**THE PROBLEM**.
Quote every line below exactly and skip any picture.
** begin EXTRACTED INFORMATION **
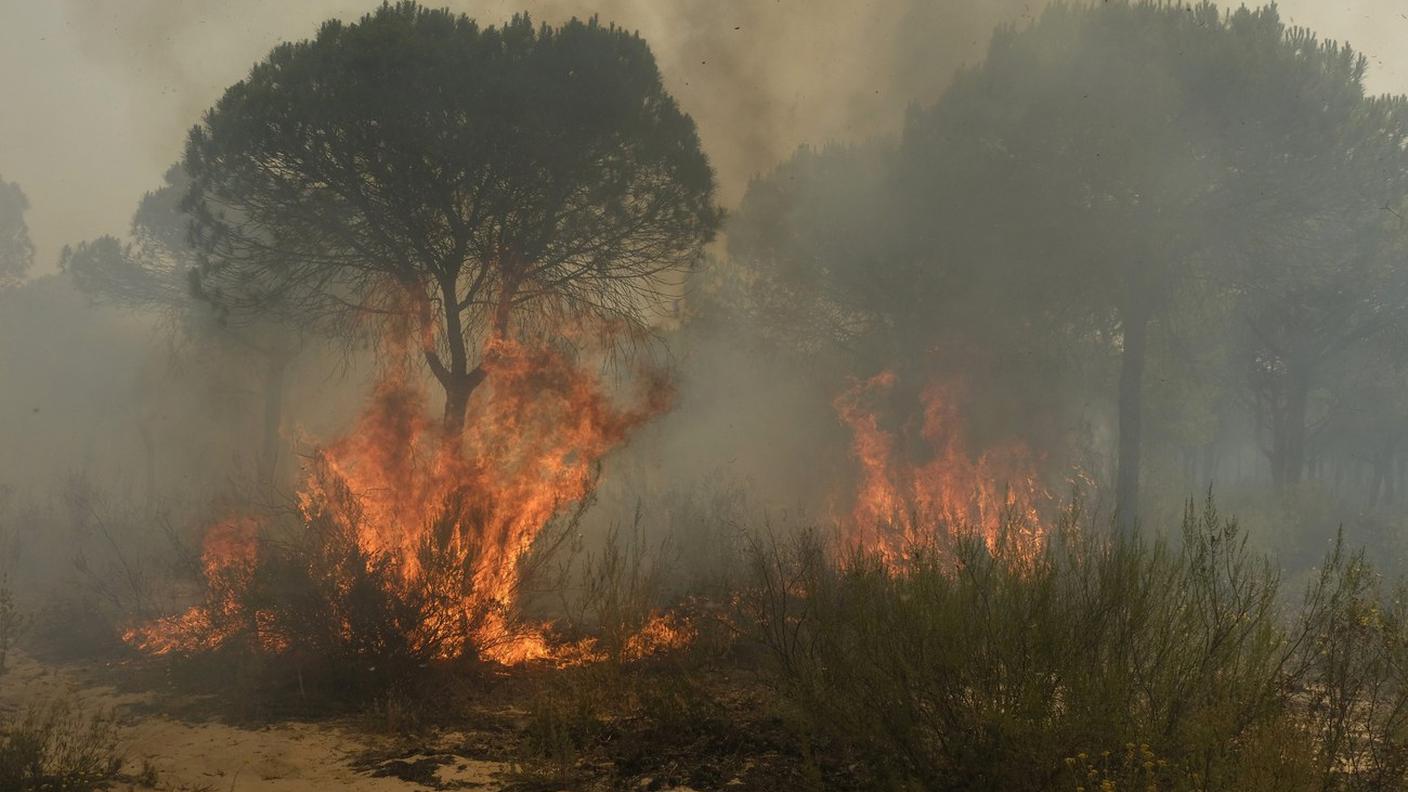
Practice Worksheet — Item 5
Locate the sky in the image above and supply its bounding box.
[0,0,1408,275]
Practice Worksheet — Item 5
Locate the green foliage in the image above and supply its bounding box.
[0,179,34,287]
[0,571,30,674]
[0,700,122,792]
[184,1,721,424]
[745,502,1408,791]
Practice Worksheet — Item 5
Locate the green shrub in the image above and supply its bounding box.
[0,700,122,792]
[742,499,1408,791]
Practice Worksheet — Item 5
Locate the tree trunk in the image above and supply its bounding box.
[442,366,484,440]
[259,349,293,490]
[1281,372,1311,488]
[1115,307,1149,536]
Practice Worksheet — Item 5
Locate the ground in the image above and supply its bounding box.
[0,654,852,792]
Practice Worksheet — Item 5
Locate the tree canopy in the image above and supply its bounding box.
[729,1,1408,527]
[0,179,34,286]
[184,1,721,428]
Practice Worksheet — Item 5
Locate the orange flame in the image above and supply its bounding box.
[834,371,1050,564]
[122,517,259,654]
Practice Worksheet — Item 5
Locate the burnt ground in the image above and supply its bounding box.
[0,655,869,792]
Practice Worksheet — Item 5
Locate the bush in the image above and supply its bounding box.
[742,499,1408,791]
[0,700,123,792]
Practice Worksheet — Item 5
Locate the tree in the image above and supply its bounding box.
[1225,30,1408,488]
[61,165,303,486]
[184,1,721,437]
[0,179,34,286]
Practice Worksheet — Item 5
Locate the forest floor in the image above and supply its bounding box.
[0,654,855,792]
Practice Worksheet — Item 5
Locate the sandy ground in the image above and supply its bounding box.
[0,654,508,792]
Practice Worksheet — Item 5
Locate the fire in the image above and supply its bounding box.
[122,517,259,654]
[128,331,673,664]
[834,371,1050,562]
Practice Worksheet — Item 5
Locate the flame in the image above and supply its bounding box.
[128,331,673,665]
[122,517,259,655]
[834,371,1050,564]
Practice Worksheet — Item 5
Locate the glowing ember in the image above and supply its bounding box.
[122,517,259,654]
[834,371,1050,561]
[128,331,672,664]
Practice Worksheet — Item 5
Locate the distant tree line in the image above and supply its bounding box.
[729,1,1408,528]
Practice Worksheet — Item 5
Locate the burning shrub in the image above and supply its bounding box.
[743,502,1408,789]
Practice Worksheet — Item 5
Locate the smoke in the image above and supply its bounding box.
[0,0,1033,273]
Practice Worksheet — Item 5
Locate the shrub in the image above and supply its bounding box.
[0,700,122,792]
[742,499,1408,789]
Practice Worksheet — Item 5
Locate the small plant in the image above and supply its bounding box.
[0,574,30,674]
[0,699,122,792]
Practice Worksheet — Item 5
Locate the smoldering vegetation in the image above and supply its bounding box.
[0,1,1408,791]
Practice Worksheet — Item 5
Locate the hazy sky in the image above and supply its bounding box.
[0,0,1408,272]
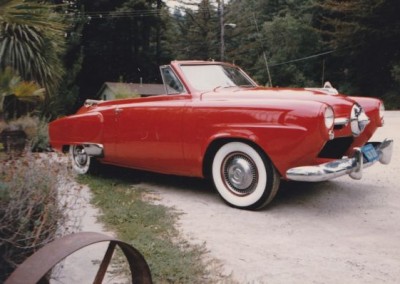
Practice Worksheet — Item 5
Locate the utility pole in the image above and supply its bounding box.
[219,0,225,61]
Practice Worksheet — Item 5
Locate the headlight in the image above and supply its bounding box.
[379,102,385,124]
[350,104,369,136]
[324,106,335,129]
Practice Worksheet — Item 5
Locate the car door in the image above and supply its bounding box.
[111,94,188,174]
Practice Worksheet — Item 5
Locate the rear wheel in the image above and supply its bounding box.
[212,142,280,210]
[69,145,91,175]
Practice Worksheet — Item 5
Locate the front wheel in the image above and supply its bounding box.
[212,142,280,210]
[69,145,91,175]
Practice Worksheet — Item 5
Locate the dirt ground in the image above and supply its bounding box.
[144,111,400,283]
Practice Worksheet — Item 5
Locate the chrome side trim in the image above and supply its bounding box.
[286,139,393,182]
[334,117,350,126]
[83,143,104,157]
** end EXTRACTED INFORMATION **
**EXERCISE OUTPUT**.
Practice Worksheet — Item 5
Locate the sky in the image above and supply its bounding box.
[0,0,1408,275]
Practice Worksheet — Item 5
Locate the green foliage in the image above and supply its bounding box.
[0,179,34,287]
[0,571,30,674]
[0,700,122,792]
[184,1,721,424]
[745,502,1408,791]
Practice Worksheet — Item 5
Locate the green shrub in the image above and supply its bounding box.
[0,700,122,792]
[742,499,1408,791]
Practice Worksheet — Item 5
Locate the tree trunk in the image above and supply its bounding box.
[442,366,484,440]
[259,349,293,490]
[1281,372,1311,488]
[1115,307,1149,536]
Practice Worksheet — Item 5
Locate the ground in the image above and supply its bounding box.
[0,654,852,792]
Practice Worksheet — Item 5
Locate the tree canopy in the image above and supply its bounding box.
[729,1,1408,527]
[0,179,34,286]
[184,1,721,428]
Practice Worksheet — Item 5
Locate the orange flame in the image above and supply its bounding box.
[834,371,1050,564]
[122,517,259,654]
Practice Worksheet — Item 5
Locate the burnt ground in the image above and supply its bounding box.
[0,655,869,792]
Practice Worksheet — Item 5
Locate the bush in the image above and supply its bounding box.
[742,499,1408,791]
[0,700,123,792]
Practice Worksheet — Item 5
Locate the tree in the image above and supply its bounding box.
[1225,30,1408,488]
[61,165,303,486]
[184,1,721,437]
[0,179,34,286]
Practice Worksheet — Item 5
Locate the forest floor in the image above and supply its bounding box.
[0,654,855,792]
Practice Worksheet — Item 5
Locate the sandy ground in the image above and supply its bounding box.
[0,654,508,792]
Practice Worksheet — Item 5
Locate the fire in the image above and supply its bounding box.
[122,517,259,654]
[128,331,673,664]
[834,371,1050,562]
Practice Worksheet — Item 5
Locate the flame in the image above and supply its bounding box.
[128,331,673,665]
[122,517,259,655]
[834,371,1050,564]
Practice Worksheet — Item 5
Locate the glowing ember in the image above and supply its bounding box.
[122,517,259,654]
[834,371,1050,561]
[128,331,672,664]
Practice Worksheet — Item 5
Locate the distant tree line in the image above and supply its bounding box.
[729,1,1408,528]
Practice Worksheet — Item 5
Locate the burning shrub in the image above and supply its bounding box.
[743,502,1408,789]
Practice Worksheet — Item 5
Locate the smoke in the image above and supply its bounding box.
[0,0,1033,273]
Practice Worksheet — Item 5
Locate the shrub in the image above and supply its bounding box.
[0,700,122,792]
[742,499,1408,789]
Practice Worksheet — Item 5
Locate the small plant in the image above and supply its bounding box.
[0,574,30,674]
[0,699,122,792]
Practice Worksheet — Item 5
Locate the smoldering vegetation in the image above and supply its bounding box.
[0,1,1408,791]
Practice Worksheet — Item 5
Locate the hazy sky in the image above and supply its bounding box.
[0,0,1408,272]
Practice Worksheet — Item 5
Locate the utility pole in the image above and supply its bounding box.
[219,0,225,61]
Practice Worksheet — Item 5
Locate the headlight in the image above and supply its bounding box.
[379,102,385,124]
[350,104,369,136]
[324,106,335,129]
Practice Worksheet — Item 5
Locate the car door in the image above and supply its bounding box.
[111,94,188,174]
Practice Worksheet — Item 5
Locate the rear wheel in the image above and supply its bounding box.
[212,142,280,210]
[69,145,91,175]
Practice Worksheet — Item 5
Locate the front wheel in the image above and supply its bounding box.
[212,142,280,210]
[69,145,91,175]
Practice Worksheet — Item 5
Locate the dirt ground in the image above and supply its bounding box.
[144,111,400,283]
Practice Worksheet — Item 5
Locate the chrome side trim in the image above and supply its bounding box.
[286,139,393,182]
[334,117,350,126]
[83,143,104,157]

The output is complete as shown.